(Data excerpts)
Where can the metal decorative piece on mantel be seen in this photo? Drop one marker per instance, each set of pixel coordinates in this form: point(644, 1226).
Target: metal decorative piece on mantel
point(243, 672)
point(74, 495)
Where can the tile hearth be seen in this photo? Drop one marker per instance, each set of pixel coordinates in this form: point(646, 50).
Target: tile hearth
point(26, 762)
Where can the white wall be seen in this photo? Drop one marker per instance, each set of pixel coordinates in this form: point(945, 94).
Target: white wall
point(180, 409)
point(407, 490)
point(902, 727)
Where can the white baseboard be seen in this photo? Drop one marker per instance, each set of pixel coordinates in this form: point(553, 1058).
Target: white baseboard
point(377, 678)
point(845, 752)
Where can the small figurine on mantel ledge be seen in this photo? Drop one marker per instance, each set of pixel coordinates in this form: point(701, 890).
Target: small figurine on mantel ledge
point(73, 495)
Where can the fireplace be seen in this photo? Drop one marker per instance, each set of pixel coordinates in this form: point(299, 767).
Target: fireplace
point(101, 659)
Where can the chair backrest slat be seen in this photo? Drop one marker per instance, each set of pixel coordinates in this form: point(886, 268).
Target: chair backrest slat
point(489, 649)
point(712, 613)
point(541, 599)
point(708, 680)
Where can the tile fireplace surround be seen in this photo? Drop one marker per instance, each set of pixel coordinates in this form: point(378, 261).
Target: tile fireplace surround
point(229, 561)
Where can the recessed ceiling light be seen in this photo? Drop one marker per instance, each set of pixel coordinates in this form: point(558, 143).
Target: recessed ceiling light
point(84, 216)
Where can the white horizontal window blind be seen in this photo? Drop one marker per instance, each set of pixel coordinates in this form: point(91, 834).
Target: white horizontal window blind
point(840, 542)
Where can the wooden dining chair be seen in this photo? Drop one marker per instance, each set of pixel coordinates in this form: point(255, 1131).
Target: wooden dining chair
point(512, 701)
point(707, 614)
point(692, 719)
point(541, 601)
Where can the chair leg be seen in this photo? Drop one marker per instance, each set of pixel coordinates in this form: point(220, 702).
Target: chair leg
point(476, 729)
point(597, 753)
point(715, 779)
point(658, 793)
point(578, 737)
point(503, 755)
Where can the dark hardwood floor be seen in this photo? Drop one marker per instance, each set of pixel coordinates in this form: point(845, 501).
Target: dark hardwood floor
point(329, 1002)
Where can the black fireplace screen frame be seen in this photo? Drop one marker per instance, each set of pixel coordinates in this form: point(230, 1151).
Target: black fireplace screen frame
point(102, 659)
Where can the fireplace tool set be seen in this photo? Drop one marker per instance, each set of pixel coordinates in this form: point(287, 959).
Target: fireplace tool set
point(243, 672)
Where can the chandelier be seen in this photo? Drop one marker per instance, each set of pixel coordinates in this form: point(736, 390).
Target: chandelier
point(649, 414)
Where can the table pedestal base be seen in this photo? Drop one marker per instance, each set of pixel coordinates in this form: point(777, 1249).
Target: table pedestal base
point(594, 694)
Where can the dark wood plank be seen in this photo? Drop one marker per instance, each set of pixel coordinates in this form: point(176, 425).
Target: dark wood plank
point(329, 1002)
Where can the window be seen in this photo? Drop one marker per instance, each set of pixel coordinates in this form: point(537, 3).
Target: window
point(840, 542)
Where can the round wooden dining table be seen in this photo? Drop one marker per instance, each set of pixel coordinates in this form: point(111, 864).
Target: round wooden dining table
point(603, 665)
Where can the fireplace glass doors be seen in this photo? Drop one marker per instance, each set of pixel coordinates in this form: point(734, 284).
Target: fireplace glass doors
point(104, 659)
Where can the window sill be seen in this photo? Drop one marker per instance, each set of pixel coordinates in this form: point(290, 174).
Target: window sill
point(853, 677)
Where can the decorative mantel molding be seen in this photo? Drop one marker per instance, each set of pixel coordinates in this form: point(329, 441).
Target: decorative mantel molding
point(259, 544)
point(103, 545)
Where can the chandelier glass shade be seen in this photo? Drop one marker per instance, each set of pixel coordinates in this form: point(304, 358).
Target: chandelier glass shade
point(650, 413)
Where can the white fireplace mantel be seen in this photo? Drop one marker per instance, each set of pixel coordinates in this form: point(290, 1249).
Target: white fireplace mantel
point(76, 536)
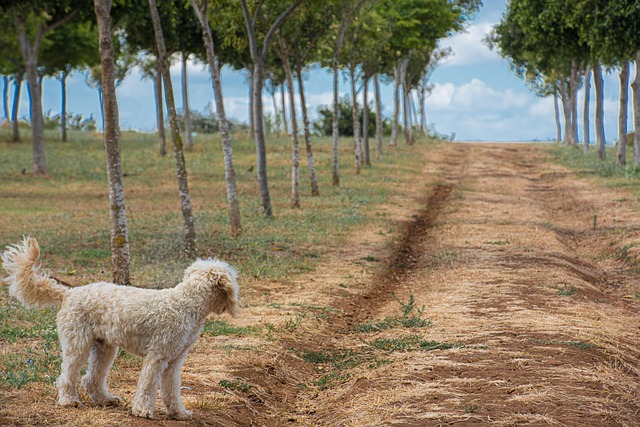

### EXERCISE INSTRUCTIONS
Your answer must consist of the entries, unchanged, with no pictures in it.

### WRITTEN SOLUTION
Where can the metal decorative piece on mantel be seen in this photo? Drop one marker per instance, each set of pixel coordinates in this form: point(644, 1226).
Target: metal decorative piece on mantel
point(243, 672)
point(74, 495)
Where can the tile hearth be seen in this photo? Drop one marker per instance, each set of pixel coordinates in this form: point(646, 50).
Target: tile hearth
point(26, 762)
Where can the white wall be seen in this photo? Drop one marker per instance, each set of pixel coordinates in this form: point(945, 94).
Target: white wall
point(180, 409)
point(407, 490)
point(902, 727)
Where can the white baseboard be seen in this photo? Drop one marker per instance, each set of pixel coordinates in this form: point(553, 1058).
Target: white baseboard
point(377, 678)
point(845, 752)
Where can the small figurine on mantel ledge be seen in this photo? Drop one marker per instance, each set of pixel coordinates in this form: point(701, 890).
Target: small figurine on mantel ledge
point(73, 495)
Where can the fireplace be seen in this photo? Drop one marker per instance, each set of pixel coordinates in this form: point(299, 767).
Target: fireplace
point(101, 659)
Where can the chair backrest slat be seen in this photo? Drop one marker per instance, each set of pixel coordinates in this form: point(886, 268).
Target: chair backrest slat
point(489, 649)
point(712, 613)
point(541, 599)
point(708, 680)
Where can the tile fireplace surround be seen in this photo? Drop one marker per instance, each set of pixel coordinates in this form: point(378, 261).
Target: tile fireplace surround
point(229, 561)
Where can the recessed ceiling light be seen in this photo? Drop one marker per instance, each set of pixel coordinates in this form: point(558, 143).
Target: recessed ceiling light
point(84, 216)
Where can the white horizontal window blind be seen in this photo? Drop one marker per instance, each set of pixel coordinates in this form: point(91, 834).
Target: white horizontal window blind
point(840, 542)
Where can the wooden dining chair be seen in this photo? Drop one marker per instance, each set of pixel coordinates in this form: point(255, 1131).
Target: wooden dining chair
point(512, 701)
point(707, 614)
point(692, 719)
point(541, 601)
Where can the chair leg be seen in this photo? Drop one marker per instance, each set of pixel coordinates in this form: point(220, 702).
Target: chair leg
point(476, 729)
point(597, 753)
point(715, 779)
point(658, 793)
point(578, 737)
point(503, 755)
Where can the dark hardwood floor be seen in this photo? Drop one marker per instance, each set of pixel coordinates in this form: point(845, 501).
Target: dark hardwood floor
point(329, 1002)
Where can the black fireplace screen frame be seen in this photo? Drop one marker per instance, each set of pixel coordinates in this form: point(230, 1151).
Target: black fireplace screen frame
point(102, 659)
Where can the fireplace tool set be seen in this photo? Drop one marker per instance, each set of pixel coordinates in this form: point(287, 959).
Target: fireplace tool set
point(243, 672)
Where can the chandelier be seen in this photo? Drop one marker per instance, each set of pixel coordinates in this form: point(736, 390).
Target: chandelier
point(649, 414)
Where can the table pedestal base be seen in this photo? Drop one marker per instance, each set of pixel coordinates in this form: point(777, 1249).
Target: table pedestal base
point(594, 694)
Where can the dark wood plank be seen in this photo? Drop one marker per instance, each set of pixel coordinates in this form: point(176, 425).
Target: dark wood plank
point(329, 1002)
Where can the window be seen in this photo? Drop one marker per instance, each set of pixel coordinates in this form: point(537, 3).
Target: window
point(840, 542)
Where can the round wooden dining table be seen in this photo? Drop one marker per instance, each set of pixel coordinates in this form: point(111, 864).
Target: round wooden dining table
point(603, 665)
Where can the fireplace glass doors be seen in this photo? Drop one marker per instance, each set of pixel coordinates in this form: point(734, 284).
Target: fireplace glass doors
point(104, 659)
Where can the window sill be seen in this photo? Drop one marker per instance, each set of pixel coordinates in this form: point(290, 174).
Target: window sill
point(853, 677)
Where can the decorative mantel molding be seen in this photo? Drop one marker per instance, each set of pixel coordinates in this form: point(329, 441).
Target: decorative mantel molding
point(259, 544)
point(103, 545)
Where can the chandelier glass shade be seen in this photo? Drop one marker per instance, each set of pixel coordinates in this form: point(304, 358).
Target: chandelier glass shade
point(650, 413)
Where can the white fireplace mantel be seen in this photo? Drop one marker per instance, each set of pixel coordinates in this form: point(290, 1249).
Target: white fireplace mantel
point(76, 536)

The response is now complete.